> TEXT TO READ:
----------

Two mechanisms handle schema references across definitions. Which to use depends on whether the target type is known statically at definition authoring time.

Static cross-module references via $ref + $id

Every Kernel.Definition schema is automatically assigned an $id by the analyzer when the definition is loaded — derived from the module's canonical identity and the type name. Authors never declare $id manually. This makes all definition schemas addressable by standard JSON Schema $ref:

kind: Kernel.Definition
metadata:
  name: Backend
  module: Temporal
extends: Workflow.Backend
schema:
  # $id: "std/temporal/Backend" — assigned automatically by the analyzer
  properties:
    namespace: { type: string }
  $defs:
    NodeOptions:
      type: object
      properties:
        scheduleToClose: { type: string }
        retryPolicy:
          type: object
          properties:
            maxAttempts: { type: integer }

$defs entries are type definitions, not instance properties — a Temporal.Backend resource instance only declares namespace. NodeOptions is exposed for consumers and never appears in instance data.

Any definition schema can reference types from another module using a standard $ref:

$ref: "std/temporal/Backend#/$defs/NodeOptions"
$ref: "std/http-server/Server#/properties/headers"

The analyzer loads all definition schemas into AJV's schema store keyed by their implicit $id. Cross-module $ref resolution is handled by AJV directly.

----------

> RECORDS SUPPLIED:
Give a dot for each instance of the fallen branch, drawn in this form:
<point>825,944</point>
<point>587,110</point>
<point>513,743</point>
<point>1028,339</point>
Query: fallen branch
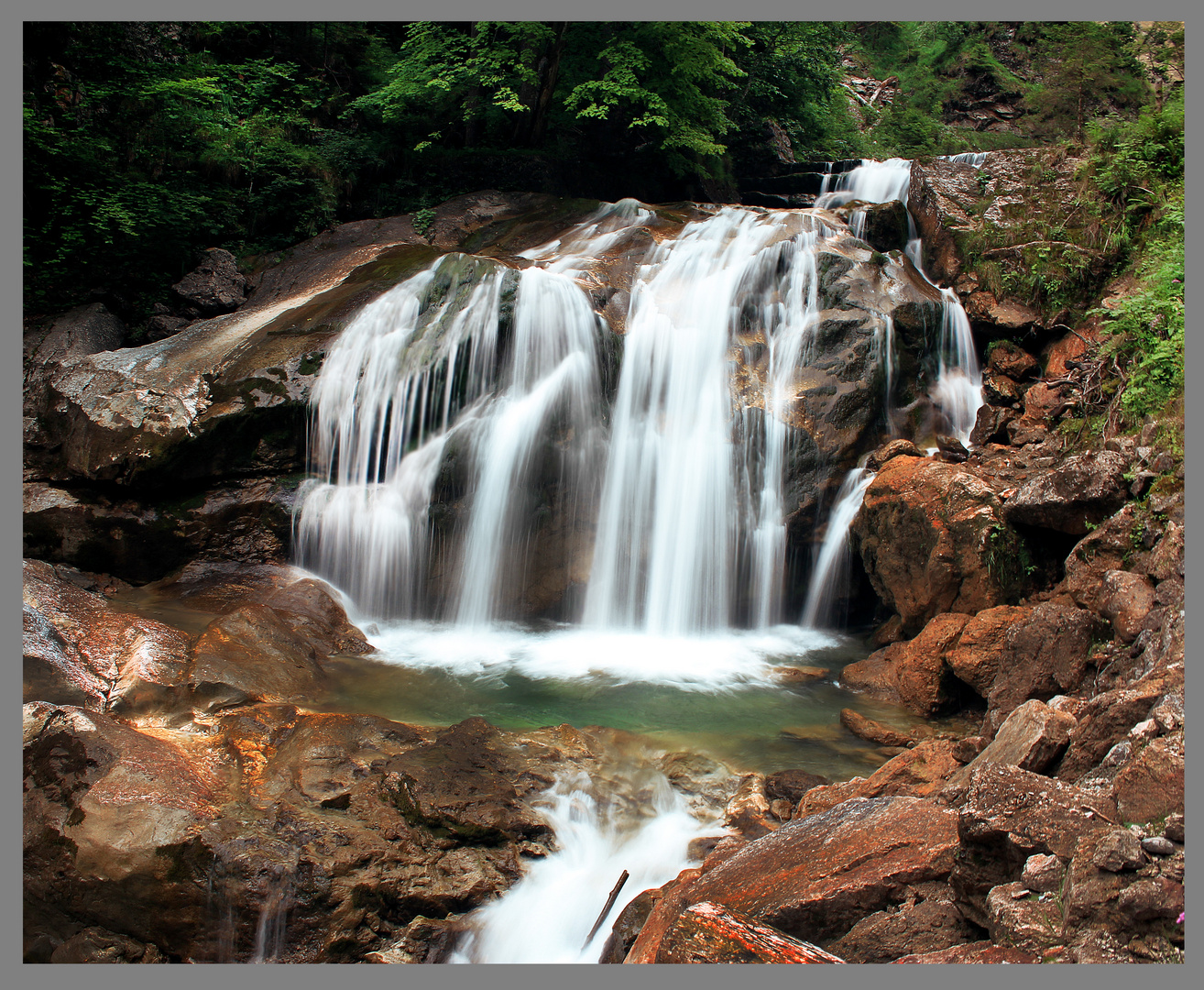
<point>1017,248</point>
<point>606,910</point>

----------

> PROBLEMS TO WORK ON:
**a)** From the passage on schema references, extract the words starting with "Two mechanisms handle" and going on through "definition authoring time.".
**b)** In the passage on schema references, what is the automatically assigned $id of a Kernel.Definition schema derived from?
**c)** Carry on with the passage on schema references from where it stops.

> ANSWERS BELOW:
**a)**
Two mechanisms handle schema references across definitions. Which to use depends on whether the target type is known statically at definition authoring time.

**b)** The module's canonical identity and the type name.

**c)**
Open-set dependent typing via x-telo-schema-from

Static $ref requires the target type to be known at definition authoring time. This breaks when the schema must depend on which resource a field references at manifest authoring time — the set of valid kinds is open and extensible by third-party modules.

x-telo-schema-from is a custom JSON Schema keyword that resolves a field's schema dynamically by following a property path to the referenced resource's definition schema:

kind: Kernel.Definition
metadata:
  name: Graph
  module: Workflow
schema:
  properties:
    backend:
      x-telo-ref: "std/workflow#Backend"
    nodes:
      type: array
      items:
        type: object
        properties:
          options:
            x-telo-schema-from: "backend/$defs/NodeOptions"

backend/$defs/NodeOptions is a path expression: backend names an x-telo-ref property, /$defs/NodeOptions is a JSON Pointer into the resolved kind's schema. When backend references a Temporal.Backend resource, options validates against Temporal.Backend's NodeOptions. When it references a Prefect.Backend resource — defined in a third-party module written after Workflow.Graph — it validates against Prefect.Backend's NodeOptions instead.

Path scope: the first segment is resolved relative to the schema location where x-telo-schema-from appears. A leading / makes the path absolute — resolved from the resource root. No leading / means relative — resolved from the nearest enclosing properties block (sibling).

Relative — x-telo-ref is a sibling property at the same schema level:

nodes:
  type: array
  items:
    type: object
    properties:
      backend:
        x-telo-ref: "std/workflow#Backend"
      options:
        x-telo-schema-from: "backend/$defs/NodeOptions" # relative: sibling backend

Absolute — x-telo-ref is at the resource root:

schema:
  properties:
    backend:
      x-telo-ref: "std/workflow#Backend"
    nodes:
      type: array
      items:
        type: object
        properties:
          options:
            x-telo-schema-from: "/backend/$defs/NodeOptions" # absolute: root backend

AJV ignores this keyword during its standard validation pass — the dependent schema check is an explicit Phase 3 step run by the analyzer after all references are resolved (see Section 9).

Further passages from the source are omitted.